▶ ESTRATTO DEL DOCUMENTO:
┌──
L'unico modo di riunificare le diverse teorie del liberalismo è
risalire alla sua base antropologica che consiste nella persona
essenzialmente autonoma e sovrana
Normalmente[1], si individuano tre principali precursori ideologici
al pensiero comunitarista: il socialismo utopico, il movimento
völkisch e il comunitarsmo d’ispirazione religiosa, rappresentato da
pensatori quali Martin Buber, Jacques Maritain, Emmanuel Mounier,
Adriano Olivetti e Tommaso Demaria.
Nel comunitarismo attuale sono ricorrenti quattro concetti: il primo
riguarda la natura del sé o il concetto di persona che è soggiacente
alle teorie liberali e implica la critica all'individualismo
metodologico o normativo cui esse ricorrono. Il secondo verte sul
prevalente impegno deontologico delle teorie liberali e sulla
connessa tesi a proposito della neutralità della giustizia. Il terzo
mette a fuoco il ricorso della filosofia politica liberale a una
qualche teoria dei diritti e ne critica l'inadeguatezza normativa. I
primi tre argomenti critici sul sé, sulla neutralità e sui diritti,
vogliono mostrare che la priorità della giustizia (la prima virtù
delle istituzioni sociali) è l'esito inevitabile di una serie di
assunzioni e di presupposti che il liberalismo politico
implicitamente o esplicitamente fa propri per generare criteri per
il giudizio politico riflessivo: la giustizia è la prima virtù delle
istituzioni sociali se e solo se siamo disposti ad accettare
l'immagine soggiacente di società e di individuo che il liberalismo
ospita.Il quarto concetto riguarda invece la consistenza oggettiva
della persona umana che ha "ontologicamente" bisogno di "altro da
se". Mentre la persona è in grado di garantire il proprio essere, la
stessa persona ha bisogno di una comunità per essere generata.
└──
▶ VOCI DEL DATASET:
┌──
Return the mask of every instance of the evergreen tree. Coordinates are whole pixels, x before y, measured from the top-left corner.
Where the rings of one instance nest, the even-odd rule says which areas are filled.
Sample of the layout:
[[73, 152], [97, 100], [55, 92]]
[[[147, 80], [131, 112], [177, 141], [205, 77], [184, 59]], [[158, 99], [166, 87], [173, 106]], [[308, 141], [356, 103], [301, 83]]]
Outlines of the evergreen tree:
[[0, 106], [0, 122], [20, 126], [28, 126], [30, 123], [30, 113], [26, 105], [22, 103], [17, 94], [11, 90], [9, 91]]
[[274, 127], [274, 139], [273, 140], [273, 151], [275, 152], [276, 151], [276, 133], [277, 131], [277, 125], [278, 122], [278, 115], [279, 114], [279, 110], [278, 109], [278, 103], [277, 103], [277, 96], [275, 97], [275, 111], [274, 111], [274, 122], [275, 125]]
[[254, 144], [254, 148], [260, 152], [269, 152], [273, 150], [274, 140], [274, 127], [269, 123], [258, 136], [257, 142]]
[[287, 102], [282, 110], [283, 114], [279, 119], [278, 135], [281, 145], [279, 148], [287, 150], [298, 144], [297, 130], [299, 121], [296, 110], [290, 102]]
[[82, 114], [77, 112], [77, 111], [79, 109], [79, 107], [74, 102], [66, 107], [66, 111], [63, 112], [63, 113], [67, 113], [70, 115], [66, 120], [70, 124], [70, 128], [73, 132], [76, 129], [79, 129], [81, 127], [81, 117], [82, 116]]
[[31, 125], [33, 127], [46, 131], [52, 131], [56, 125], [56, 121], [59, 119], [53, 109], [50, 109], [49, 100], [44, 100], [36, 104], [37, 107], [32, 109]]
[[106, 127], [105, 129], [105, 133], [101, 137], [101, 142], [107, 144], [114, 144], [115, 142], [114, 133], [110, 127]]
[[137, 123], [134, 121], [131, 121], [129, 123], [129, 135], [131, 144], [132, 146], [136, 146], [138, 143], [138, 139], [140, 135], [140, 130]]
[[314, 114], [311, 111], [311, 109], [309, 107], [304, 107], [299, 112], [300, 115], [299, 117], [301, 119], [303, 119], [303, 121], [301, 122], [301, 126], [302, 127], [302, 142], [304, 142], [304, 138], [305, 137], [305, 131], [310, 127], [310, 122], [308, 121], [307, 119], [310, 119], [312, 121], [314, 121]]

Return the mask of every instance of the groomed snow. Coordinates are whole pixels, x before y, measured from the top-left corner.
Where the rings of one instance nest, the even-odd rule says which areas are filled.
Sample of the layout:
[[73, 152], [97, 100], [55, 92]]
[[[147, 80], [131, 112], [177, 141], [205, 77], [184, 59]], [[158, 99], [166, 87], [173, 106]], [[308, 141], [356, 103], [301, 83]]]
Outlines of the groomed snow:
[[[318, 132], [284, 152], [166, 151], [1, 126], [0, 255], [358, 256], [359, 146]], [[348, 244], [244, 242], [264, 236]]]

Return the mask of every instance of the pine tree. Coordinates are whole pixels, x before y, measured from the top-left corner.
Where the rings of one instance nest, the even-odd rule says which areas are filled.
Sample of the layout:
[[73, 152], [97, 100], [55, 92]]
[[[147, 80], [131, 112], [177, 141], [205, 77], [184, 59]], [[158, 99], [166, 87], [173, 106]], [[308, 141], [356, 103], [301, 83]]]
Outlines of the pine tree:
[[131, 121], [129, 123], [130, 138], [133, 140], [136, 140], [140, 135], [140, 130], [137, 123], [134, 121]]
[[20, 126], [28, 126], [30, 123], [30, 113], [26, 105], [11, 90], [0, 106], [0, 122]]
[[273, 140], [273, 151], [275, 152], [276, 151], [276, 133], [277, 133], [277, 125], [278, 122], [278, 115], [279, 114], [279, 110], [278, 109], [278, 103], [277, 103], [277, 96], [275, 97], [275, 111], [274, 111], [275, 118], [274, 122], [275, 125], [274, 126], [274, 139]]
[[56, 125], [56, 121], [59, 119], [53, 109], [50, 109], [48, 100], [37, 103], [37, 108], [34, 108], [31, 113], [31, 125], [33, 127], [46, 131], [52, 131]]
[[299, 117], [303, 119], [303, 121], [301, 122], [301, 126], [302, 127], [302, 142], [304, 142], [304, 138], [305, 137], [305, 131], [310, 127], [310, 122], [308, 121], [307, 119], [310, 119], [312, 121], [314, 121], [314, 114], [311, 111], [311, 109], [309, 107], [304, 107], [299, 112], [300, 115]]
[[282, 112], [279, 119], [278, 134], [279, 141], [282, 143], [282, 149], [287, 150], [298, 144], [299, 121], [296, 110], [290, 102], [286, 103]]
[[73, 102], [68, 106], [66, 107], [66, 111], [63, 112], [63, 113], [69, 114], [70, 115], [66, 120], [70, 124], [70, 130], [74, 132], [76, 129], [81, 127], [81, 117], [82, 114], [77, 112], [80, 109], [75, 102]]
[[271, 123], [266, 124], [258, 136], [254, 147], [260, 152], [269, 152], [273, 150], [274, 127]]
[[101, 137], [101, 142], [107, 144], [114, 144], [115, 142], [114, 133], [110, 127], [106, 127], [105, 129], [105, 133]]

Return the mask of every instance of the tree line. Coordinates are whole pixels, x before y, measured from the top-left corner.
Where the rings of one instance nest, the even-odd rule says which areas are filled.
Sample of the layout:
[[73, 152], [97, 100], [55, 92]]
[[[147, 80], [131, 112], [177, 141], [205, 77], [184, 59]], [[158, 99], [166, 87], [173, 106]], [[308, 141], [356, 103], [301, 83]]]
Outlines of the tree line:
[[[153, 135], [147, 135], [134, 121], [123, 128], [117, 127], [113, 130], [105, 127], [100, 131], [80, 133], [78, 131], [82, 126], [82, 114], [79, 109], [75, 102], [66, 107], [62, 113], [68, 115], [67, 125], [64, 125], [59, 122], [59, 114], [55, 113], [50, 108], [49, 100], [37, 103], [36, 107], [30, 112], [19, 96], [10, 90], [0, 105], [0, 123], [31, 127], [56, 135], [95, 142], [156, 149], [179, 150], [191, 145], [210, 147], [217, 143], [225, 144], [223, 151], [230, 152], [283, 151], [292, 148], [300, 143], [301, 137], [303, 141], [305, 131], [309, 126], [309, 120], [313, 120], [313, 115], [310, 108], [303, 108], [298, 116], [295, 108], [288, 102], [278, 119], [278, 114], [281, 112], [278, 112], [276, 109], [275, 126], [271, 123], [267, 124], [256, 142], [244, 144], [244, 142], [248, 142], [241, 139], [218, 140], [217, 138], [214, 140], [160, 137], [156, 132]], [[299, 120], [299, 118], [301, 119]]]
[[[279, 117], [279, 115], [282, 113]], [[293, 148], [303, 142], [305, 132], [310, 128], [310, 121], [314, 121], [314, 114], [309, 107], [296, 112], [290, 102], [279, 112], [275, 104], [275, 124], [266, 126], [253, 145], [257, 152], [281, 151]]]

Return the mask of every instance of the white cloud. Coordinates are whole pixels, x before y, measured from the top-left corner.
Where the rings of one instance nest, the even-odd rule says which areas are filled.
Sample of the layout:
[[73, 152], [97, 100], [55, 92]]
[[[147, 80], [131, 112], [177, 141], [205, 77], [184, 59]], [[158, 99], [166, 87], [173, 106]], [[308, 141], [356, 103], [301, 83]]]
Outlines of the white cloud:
└──
▶ DA SVOLGERE:
**1.** Riproduca fedelmente, nell'estratto sul comunitarismo, il passo che va da "L'unico modo di" fino a "e Tommaso Demaria.".
**2.** Secondo l'estratto sul comunitarismo, su che cosa verte il secondo dei quattro concetti ricorrenti nel comunitarismo attuale?

▶ RISPOSTE PER COMPITO:
**1.**
L'unico modo di riunificare le diverse teorie del liberalismo è
risalire alla sua base antropologica che consiste nella persona
essenzialmente autonoma e sovrana
Normalmente[1], si individuano tre principali precursori ideologici
al pensiero comunitarista: il socialismo utopico, il movimento
völkisch e il comunitarsmo d’ispirazione religiosa, rappresentato da
pensatori quali Martin Buber, Jacques Maritain, Emmanuel Mounier,
Adriano Olivetti e Tommaso Demaria.

**2.** Sul prevalente impegno deontologico delle teorie liberali e sulla connessa tesi a proposito della neutralità della giustizia.